**DOCUMENT EXCERPT:**
##############################

HAYS COUNTY – After just four months of being in office, Hays County Judge Millie Thompson has resigned from her position unexpectedly. Although Thompson’s time in office was met with turmoil, she did not disclose the reason for her resignation.
Thompson left her keys and a hand-written resignation letter on May 12 that stated, “I hereby resign as judge of Hays County Court at Law #3, effective upon receipt of this resignation.”
During Thompson’s time working for the County Court, she sued the other County Court at Law Judges, Chris Johnson and Robert Updegrove, and the Hays County Commissioners Court to appoint her own Court Coordinator.
Thompson claimed in the lawsuit that her current court coordinator was inefficient, causing Thompson to do the work of a judge and a coordinator, which has caused a backlog. An example included in the lawsuit was the coordinator’s refusal to search jail reports to create a jail docket Thompson can use for a bond review.
“The existing coordinator, assigned to her by the other CCL judges, is resistant to implementing changes, for whatever reason,” the lawsuit states. “Prolonging the process of appointing a court coordinator will cause significant injury in the form of an even more bloated backlog.”
According to the Hays Free Press, Thompson’s resignation may impact the lawsuit’s outcome since she is no longer a judge and does not have a basis sustaining an injury.
Multiple employees of Judge Thompson that had worked at the County Court for years resigned or retired after she began working with them, claiming they were “victims of a hostile work environment.”
Chris Perez filed an HR complaint just 19 days after Thompson began her position, claiming that she had made multiple offensive and derogatory statements to him. He was fearful it would result in his unjust and improper termination.
“I love my job and the people that I work for and with, and being a representative of Hays County,” said Perez. “However, the stress of this situation and that includes the fact that Judge Thompson’s actions have already led to the resignation of two extremely valuable employees as well as the retirement of a 30+ year veteran employee of this office, is causing me extreme anxiety.”

##############################

**GIVEN INFORMATION:**
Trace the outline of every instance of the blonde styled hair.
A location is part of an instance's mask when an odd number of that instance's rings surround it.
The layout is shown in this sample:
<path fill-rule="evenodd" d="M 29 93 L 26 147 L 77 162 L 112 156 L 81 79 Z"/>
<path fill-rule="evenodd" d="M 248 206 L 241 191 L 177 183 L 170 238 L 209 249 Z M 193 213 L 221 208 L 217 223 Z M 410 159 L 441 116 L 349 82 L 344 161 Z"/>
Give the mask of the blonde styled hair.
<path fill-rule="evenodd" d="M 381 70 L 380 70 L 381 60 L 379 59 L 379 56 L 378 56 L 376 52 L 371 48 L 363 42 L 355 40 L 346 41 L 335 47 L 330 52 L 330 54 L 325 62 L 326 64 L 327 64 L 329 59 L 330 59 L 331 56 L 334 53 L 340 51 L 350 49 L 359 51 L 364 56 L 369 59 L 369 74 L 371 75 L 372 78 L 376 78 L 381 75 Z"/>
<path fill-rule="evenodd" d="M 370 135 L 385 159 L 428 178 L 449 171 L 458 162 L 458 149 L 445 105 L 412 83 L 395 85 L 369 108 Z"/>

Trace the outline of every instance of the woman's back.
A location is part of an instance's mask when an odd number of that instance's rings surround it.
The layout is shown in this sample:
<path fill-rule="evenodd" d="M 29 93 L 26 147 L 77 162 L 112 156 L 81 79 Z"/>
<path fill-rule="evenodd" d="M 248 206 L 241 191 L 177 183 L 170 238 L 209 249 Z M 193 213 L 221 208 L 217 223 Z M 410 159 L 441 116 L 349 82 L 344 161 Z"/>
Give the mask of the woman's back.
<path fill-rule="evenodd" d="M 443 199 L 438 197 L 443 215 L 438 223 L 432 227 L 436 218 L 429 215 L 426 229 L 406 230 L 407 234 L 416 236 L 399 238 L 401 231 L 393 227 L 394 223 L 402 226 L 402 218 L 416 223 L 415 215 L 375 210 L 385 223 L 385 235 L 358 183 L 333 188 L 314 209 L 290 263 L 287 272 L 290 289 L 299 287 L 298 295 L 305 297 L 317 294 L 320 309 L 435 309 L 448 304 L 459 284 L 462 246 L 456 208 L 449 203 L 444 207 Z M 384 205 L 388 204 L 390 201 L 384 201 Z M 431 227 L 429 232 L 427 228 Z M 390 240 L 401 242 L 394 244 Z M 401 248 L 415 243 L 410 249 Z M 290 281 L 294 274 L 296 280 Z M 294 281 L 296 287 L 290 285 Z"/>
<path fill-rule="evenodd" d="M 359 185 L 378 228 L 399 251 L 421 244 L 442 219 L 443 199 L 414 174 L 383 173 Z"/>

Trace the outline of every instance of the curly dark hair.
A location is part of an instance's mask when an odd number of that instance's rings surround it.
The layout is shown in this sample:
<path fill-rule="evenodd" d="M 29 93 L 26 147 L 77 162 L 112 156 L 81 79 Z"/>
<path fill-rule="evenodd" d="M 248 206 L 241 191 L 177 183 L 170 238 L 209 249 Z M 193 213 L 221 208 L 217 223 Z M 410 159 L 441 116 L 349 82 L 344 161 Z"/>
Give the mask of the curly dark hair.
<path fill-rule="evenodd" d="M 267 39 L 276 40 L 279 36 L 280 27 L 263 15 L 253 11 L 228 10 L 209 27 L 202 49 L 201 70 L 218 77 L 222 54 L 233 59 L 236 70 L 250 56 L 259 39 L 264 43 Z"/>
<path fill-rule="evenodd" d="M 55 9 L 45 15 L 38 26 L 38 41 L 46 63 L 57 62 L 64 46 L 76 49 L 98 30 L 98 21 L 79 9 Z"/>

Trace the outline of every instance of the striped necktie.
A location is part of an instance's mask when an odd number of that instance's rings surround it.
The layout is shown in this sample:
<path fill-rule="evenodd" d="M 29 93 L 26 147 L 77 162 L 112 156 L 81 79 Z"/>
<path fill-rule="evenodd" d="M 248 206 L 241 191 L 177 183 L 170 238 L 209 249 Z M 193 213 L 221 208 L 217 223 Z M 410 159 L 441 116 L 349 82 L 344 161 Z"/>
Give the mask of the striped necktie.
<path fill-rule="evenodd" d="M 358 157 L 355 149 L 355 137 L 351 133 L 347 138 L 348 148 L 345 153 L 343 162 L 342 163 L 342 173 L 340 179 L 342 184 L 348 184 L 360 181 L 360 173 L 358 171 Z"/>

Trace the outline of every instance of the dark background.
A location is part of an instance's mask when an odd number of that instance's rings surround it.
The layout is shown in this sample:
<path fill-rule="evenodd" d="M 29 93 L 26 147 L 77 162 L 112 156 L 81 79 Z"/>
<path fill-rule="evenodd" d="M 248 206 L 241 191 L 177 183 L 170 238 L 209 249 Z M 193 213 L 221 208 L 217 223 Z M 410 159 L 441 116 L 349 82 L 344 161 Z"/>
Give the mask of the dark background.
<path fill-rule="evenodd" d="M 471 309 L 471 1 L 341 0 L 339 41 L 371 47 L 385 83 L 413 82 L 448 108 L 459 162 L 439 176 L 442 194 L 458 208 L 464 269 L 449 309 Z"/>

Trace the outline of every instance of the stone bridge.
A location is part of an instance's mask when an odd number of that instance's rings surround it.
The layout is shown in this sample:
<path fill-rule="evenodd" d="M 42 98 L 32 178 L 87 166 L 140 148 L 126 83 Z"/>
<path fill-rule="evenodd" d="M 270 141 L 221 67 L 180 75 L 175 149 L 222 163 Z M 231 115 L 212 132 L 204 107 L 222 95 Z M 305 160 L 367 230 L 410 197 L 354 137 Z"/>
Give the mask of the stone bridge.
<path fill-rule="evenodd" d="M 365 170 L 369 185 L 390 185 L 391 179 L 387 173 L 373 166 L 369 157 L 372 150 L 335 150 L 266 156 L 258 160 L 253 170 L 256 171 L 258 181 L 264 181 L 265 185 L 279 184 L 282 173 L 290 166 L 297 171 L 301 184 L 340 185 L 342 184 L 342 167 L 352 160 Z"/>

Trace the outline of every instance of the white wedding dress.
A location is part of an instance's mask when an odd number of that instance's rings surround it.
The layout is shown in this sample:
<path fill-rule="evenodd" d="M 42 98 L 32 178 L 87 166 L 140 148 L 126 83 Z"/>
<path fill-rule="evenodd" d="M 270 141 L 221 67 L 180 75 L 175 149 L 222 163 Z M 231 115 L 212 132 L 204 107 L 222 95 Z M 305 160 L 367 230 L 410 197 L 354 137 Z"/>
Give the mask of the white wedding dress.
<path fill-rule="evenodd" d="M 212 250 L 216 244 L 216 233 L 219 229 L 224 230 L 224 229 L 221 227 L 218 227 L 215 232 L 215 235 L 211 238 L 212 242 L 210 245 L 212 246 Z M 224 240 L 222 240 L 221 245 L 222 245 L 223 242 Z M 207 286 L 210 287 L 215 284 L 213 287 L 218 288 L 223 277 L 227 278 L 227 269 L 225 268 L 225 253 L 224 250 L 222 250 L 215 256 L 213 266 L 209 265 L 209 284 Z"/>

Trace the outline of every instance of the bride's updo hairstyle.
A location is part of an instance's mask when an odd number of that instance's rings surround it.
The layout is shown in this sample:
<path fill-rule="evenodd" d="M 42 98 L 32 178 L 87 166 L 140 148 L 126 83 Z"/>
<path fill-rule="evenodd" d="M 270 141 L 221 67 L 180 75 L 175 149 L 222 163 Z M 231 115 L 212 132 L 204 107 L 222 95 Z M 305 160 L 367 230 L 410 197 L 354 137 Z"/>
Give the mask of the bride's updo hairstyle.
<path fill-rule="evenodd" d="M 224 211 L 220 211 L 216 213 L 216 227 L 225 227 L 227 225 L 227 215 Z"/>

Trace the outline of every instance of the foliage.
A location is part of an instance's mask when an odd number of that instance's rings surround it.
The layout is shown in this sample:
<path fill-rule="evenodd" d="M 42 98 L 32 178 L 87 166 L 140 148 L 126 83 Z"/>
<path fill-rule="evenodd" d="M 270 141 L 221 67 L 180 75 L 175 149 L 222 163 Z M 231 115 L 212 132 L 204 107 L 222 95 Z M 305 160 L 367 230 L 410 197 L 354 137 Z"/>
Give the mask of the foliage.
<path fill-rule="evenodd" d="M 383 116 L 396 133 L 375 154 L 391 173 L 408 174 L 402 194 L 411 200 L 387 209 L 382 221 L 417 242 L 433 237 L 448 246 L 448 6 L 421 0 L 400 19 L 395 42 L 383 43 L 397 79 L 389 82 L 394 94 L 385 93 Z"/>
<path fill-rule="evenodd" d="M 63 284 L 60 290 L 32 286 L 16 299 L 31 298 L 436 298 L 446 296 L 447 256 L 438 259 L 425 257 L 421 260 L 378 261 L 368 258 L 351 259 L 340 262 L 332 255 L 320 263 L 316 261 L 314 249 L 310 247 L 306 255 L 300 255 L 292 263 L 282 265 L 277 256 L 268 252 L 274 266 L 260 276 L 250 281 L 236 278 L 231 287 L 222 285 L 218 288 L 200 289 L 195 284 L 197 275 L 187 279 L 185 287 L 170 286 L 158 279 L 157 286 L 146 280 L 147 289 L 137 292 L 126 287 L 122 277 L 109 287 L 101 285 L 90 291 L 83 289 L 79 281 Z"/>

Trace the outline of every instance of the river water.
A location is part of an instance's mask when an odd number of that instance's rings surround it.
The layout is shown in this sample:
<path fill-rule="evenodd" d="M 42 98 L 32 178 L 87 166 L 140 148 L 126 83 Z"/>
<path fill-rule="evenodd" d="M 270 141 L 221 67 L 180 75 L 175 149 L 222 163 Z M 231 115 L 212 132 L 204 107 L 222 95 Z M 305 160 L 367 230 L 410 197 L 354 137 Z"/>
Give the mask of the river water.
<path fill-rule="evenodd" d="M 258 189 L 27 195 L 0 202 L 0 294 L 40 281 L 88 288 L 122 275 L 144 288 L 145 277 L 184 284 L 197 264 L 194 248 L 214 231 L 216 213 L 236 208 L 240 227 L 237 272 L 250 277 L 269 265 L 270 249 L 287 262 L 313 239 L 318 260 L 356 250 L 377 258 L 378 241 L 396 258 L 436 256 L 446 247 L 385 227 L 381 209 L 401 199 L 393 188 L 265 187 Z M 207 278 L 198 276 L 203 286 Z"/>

##############################

**WHAT YOU HAVE TO DO:** Continue the news report on the resignation of Hays County Judge Millie Thompson from its last sentence. Nothing in the rows is needed for what comes next.

**RESPONSE BELOW:**
Shortly following Perez’s complaint, he was moved to another office within Hays County after Thompson attempted to fire him four times, which only administrative Judge Chris Johnson has the authority to do. In retaliation, Thompson filed a criminal trespassing warning against her fellow judges, changed the locks to her office, and filed the previously mentioned lawsuit.
“You have created a hostile work environment by entering my chambers without my consent,” Thompson wrote to fellow judges, Updegrove and Johnson, in the cease-and-desist order. “You have created a hostile work environment by lying to the coordinators you assigned me by telling them I have no authority to fire my own coordinators. … I had to order a man I just fired out of my office more than four times, and he still refused to leave. … Cease and desist your retaliation against me for winning the bench.
“In a document obtained through an open records request, former County Court employee Kyla Stoddard said she was resigning from her position because working with Thompson made the workplace unbearable.
“It is hostile,” said Stoddard. “It is toxic. It is unhealthy, both for me and my pregnancy. If I continue working here, under this Judge, I have no doubt that I will suffer immense mental, emotional and physical consequences.”
The Hays County Commissioner’s Court will be in charge of appointing someone to the County Court at Law Judge 3 vacancy, which they plan to address at their next meeting on Tuesday, May 18.